>> start

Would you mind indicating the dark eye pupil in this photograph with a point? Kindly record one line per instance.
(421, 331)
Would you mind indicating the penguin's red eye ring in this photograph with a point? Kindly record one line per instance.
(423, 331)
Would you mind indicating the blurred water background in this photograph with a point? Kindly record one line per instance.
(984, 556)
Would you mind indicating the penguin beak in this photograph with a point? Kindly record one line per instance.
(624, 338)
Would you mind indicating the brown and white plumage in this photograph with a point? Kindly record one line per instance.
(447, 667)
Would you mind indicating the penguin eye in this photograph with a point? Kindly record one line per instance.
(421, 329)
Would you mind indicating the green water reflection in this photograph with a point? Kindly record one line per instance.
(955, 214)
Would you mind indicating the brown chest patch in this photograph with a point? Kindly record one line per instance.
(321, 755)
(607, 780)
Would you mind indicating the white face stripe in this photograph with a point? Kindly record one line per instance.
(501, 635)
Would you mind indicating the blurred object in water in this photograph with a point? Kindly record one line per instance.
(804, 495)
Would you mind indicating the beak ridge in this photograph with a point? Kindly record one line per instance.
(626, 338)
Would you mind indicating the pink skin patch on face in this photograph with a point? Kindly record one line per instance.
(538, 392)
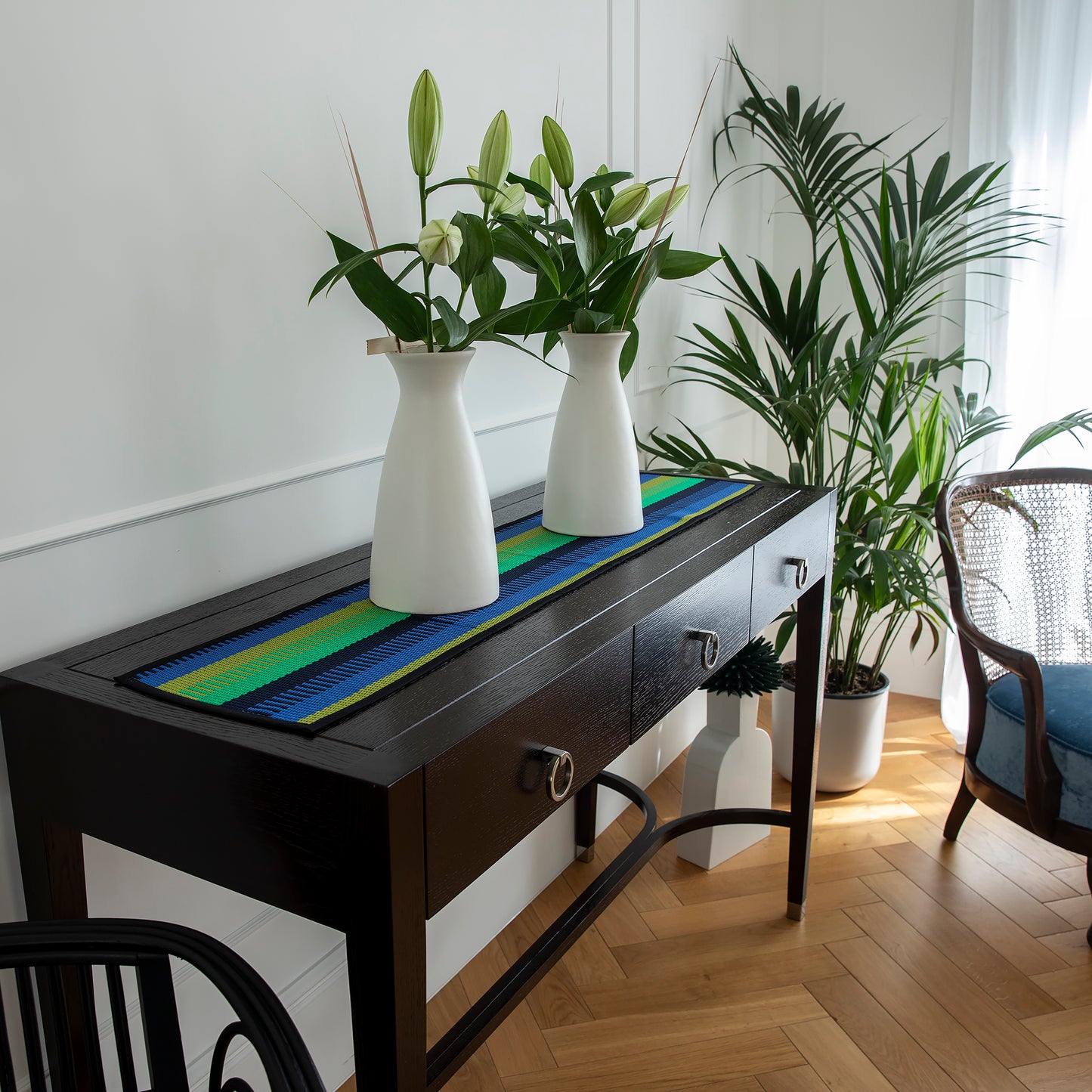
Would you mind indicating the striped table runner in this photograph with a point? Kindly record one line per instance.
(308, 667)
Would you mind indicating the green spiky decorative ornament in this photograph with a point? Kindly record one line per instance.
(753, 670)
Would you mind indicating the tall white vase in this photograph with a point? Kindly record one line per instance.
(434, 551)
(729, 767)
(593, 483)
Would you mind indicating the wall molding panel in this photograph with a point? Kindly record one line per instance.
(67, 533)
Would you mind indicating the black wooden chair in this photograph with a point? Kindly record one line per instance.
(1017, 549)
(59, 1008)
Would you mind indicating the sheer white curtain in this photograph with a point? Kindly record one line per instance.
(1031, 92)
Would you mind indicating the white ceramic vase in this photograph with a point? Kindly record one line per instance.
(593, 481)
(434, 551)
(851, 738)
(729, 767)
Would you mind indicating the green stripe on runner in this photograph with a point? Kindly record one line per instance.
(272, 660)
(667, 485)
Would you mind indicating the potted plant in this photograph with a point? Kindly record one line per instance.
(854, 400)
(594, 259)
(434, 549)
(729, 760)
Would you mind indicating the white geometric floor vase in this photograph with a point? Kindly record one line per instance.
(729, 766)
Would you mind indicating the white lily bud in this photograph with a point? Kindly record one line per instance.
(512, 200)
(439, 243)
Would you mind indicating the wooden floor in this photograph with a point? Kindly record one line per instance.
(920, 966)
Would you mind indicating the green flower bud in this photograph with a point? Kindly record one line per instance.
(439, 243)
(426, 124)
(626, 204)
(512, 200)
(540, 173)
(558, 152)
(651, 215)
(496, 154)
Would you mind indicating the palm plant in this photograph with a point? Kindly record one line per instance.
(854, 399)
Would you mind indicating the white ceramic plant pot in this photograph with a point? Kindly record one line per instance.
(851, 738)
(729, 767)
(434, 549)
(593, 481)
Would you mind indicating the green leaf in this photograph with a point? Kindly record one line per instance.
(524, 246)
(394, 307)
(476, 252)
(1072, 424)
(488, 289)
(859, 297)
(591, 322)
(598, 183)
(682, 263)
(628, 351)
(642, 280)
(480, 186)
(454, 323)
(535, 189)
(354, 261)
(591, 236)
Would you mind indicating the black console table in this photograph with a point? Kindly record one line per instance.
(375, 824)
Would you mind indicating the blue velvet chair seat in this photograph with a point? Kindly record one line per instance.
(1067, 694)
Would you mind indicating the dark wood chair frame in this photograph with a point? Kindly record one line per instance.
(60, 956)
(1038, 809)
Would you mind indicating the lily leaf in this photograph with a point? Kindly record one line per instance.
(454, 323)
(393, 306)
(488, 289)
(598, 183)
(591, 236)
(591, 322)
(682, 263)
(476, 250)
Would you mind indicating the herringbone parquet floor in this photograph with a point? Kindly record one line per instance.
(920, 966)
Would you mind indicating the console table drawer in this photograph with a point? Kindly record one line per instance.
(787, 562)
(667, 657)
(491, 790)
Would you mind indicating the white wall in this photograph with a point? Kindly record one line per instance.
(177, 422)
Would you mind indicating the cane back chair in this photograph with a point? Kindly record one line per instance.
(63, 979)
(1017, 551)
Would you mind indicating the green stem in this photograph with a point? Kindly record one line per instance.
(428, 268)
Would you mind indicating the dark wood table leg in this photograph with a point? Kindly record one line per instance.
(385, 946)
(812, 627)
(51, 859)
(586, 800)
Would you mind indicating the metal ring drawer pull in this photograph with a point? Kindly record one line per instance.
(562, 772)
(802, 571)
(710, 645)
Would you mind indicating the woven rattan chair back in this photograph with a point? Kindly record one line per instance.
(1025, 552)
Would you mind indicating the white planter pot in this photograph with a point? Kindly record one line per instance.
(729, 767)
(434, 549)
(851, 739)
(593, 483)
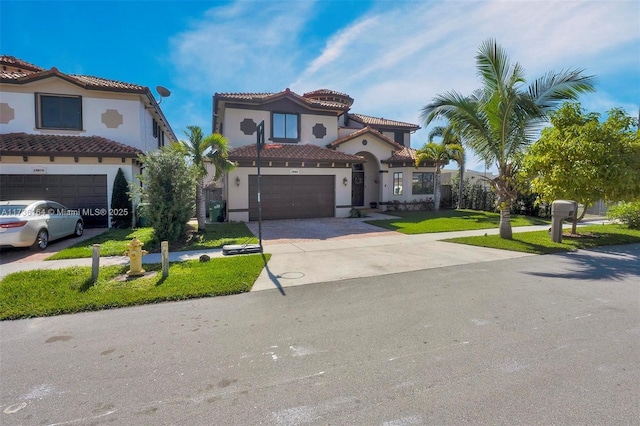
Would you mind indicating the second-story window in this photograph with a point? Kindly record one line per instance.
(285, 127)
(58, 111)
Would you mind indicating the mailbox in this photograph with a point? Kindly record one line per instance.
(561, 210)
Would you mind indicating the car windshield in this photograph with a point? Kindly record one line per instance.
(12, 210)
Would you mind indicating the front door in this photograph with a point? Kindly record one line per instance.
(357, 185)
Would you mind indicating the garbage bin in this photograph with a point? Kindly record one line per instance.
(141, 211)
(216, 211)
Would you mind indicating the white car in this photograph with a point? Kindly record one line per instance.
(33, 223)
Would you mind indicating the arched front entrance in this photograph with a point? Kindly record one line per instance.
(365, 181)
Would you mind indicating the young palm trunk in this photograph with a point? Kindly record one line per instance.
(436, 195)
(505, 223)
(460, 186)
(200, 206)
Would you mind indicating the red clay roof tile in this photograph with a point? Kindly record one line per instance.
(363, 131)
(292, 152)
(375, 121)
(60, 145)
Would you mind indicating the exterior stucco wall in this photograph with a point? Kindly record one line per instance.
(238, 195)
(308, 121)
(237, 138)
(135, 130)
(231, 126)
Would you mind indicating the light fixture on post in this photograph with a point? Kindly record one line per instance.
(163, 92)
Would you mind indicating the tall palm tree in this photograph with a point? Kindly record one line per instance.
(499, 120)
(200, 150)
(440, 154)
(451, 138)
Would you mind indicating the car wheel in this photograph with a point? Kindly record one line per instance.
(42, 240)
(79, 229)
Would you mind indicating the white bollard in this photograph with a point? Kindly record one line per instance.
(164, 246)
(95, 263)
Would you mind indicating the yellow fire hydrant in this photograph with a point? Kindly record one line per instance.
(135, 254)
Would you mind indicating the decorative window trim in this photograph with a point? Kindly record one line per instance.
(40, 124)
(285, 139)
(418, 180)
(397, 183)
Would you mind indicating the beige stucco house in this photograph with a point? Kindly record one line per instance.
(319, 159)
(63, 136)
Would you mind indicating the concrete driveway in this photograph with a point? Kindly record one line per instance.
(10, 254)
(320, 229)
(321, 250)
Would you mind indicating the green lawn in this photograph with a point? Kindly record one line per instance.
(539, 242)
(53, 292)
(114, 241)
(450, 220)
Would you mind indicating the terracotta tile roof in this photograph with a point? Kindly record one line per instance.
(292, 152)
(65, 146)
(33, 73)
(323, 92)
(405, 155)
(361, 132)
(330, 96)
(12, 61)
(268, 97)
(375, 121)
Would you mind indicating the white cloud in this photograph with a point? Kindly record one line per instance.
(239, 46)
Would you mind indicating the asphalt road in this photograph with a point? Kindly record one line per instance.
(525, 341)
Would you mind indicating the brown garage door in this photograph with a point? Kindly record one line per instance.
(292, 197)
(87, 193)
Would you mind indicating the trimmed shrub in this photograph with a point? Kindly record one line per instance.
(627, 213)
(121, 206)
(169, 190)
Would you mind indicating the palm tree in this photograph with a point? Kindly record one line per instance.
(440, 154)
(201, 150)
(451, 138)
(502, 118)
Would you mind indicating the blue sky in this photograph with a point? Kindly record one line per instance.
(392, 57)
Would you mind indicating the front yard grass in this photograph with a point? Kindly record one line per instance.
(114, 241)
(53, 292)
(422, 222)
(539, 242)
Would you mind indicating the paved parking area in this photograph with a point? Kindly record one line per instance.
(10, 254)
(322, 229)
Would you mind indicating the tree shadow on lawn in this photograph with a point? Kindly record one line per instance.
(609, 263)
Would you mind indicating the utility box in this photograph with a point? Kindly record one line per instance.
(216, 211)
(561, 210)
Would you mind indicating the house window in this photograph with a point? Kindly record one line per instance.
(399, 137)
(58, 112)
(285, 127)
(397, 183)
(422, 183)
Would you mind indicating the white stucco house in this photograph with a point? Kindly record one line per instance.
(319, 159)
(63, 136)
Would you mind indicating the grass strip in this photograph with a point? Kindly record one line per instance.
(61, 291)
(450, 220)
(539, 242)
(114, 241)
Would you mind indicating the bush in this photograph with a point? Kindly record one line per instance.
(121, 205)
(169, 188)
(627, 213)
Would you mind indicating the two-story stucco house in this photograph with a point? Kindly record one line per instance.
(319, 159)
(63, 137)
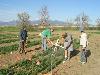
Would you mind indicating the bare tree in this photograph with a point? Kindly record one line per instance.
(98, 23)
(44, 16)
(23, 20)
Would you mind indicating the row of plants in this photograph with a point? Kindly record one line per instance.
(8, 41)
(7, 36)
(8, 49)
(40, 63)
(27, 67)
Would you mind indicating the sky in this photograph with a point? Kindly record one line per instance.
(58, 9)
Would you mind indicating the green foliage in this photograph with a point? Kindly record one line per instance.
(27, 67)
(7, 49)
(9, 28)
(8, 41)
(7, 36)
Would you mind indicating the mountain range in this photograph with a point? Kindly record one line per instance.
(14, 22)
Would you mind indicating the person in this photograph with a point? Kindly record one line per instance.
(23, 38)
(46, 35)
(68, 45)
(83, 45)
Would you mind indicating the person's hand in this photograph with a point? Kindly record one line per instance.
(27, 38)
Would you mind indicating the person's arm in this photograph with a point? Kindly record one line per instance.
(50, 41)
(69, 41)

>> end

■ What is being asked ■
Give again, unchanged, only the lines from the line containing "Would you mind indicating the paved" to the last line of the records above. Pictures do not belong in the copy.

■ Result ■
Would you mind indicating the paved parking area in this photograph with a point? Kindly record one line per instance.
(10, 254)
(322, 229)
Would you mind indicating the tree shadow on lawn in this photograph with a point? Kindly record one line per instance.
(609, 263)
Would you mind indicating the utility box in this photograph with a point? Kindly record one line per instance.
(216, 211)
(561, 210)
Would you mind indicating the house window in this photograph with a point? Kindly record one line per instance.
(399, 137)
(58, 112)
(285, 127)
(397, 183)
(422, 183)
Would you mind indicating the white stucco house in this photograph with a point? Kindly record one line per instance.
(319, 159)
(63, 136)
Would you mind indicating the grass strip in this photograph with a point? Kindly record one line per instance.
(61, 291)
(450, 220)
(539, 242)
(114, 241)
Would you mind indicating the bush in this photograph with a point? Kindly record one line per instance.
(121, 205)
(169, 188)
(627, 213)
Would you mind indicating the two-story stucco house in this photograph with a point? Kindly record one line per instance.
(319, 159)
(63, 137)
Would you mind indicating the bare tree in this photograph with a point? Kindly record one line per instance.
(98, 23)
(44, 16)
(23, 20)
Would you mind indicating the row of plants in this photograph with a point? Kindly record one line per instance.
(8, 41)
(7, 36)
(8, 49)
(40, 63)
(27, 67)
Would you mind indicating the sky in this photograph with a point? Kindly record one line per instance.
(58, 9)
Would you mind indicating the green foliage in this photograph with a point? Kindly record one line per instance.
(27, 67)
(7, 49)
(9, 28)
(8, 41)
(7, 36)
Would you mind indicating the mountain range in this photograph with a point? Kindly record one line per instance.
(14, 22)
Would you mind indicating the person in this photograph with a point? Kindly record one line per instance.
(23, 38)
(46, 35)
(68, 45)
(83, 45)
Would you mind indicating the person's hand in this photograph with a point? Kindly record one line per instance.
(27, 38)
Would you mind indicating the person's arm in this photograph with a point? Kindly record one line per instance.
(50, 41)
(69, 41)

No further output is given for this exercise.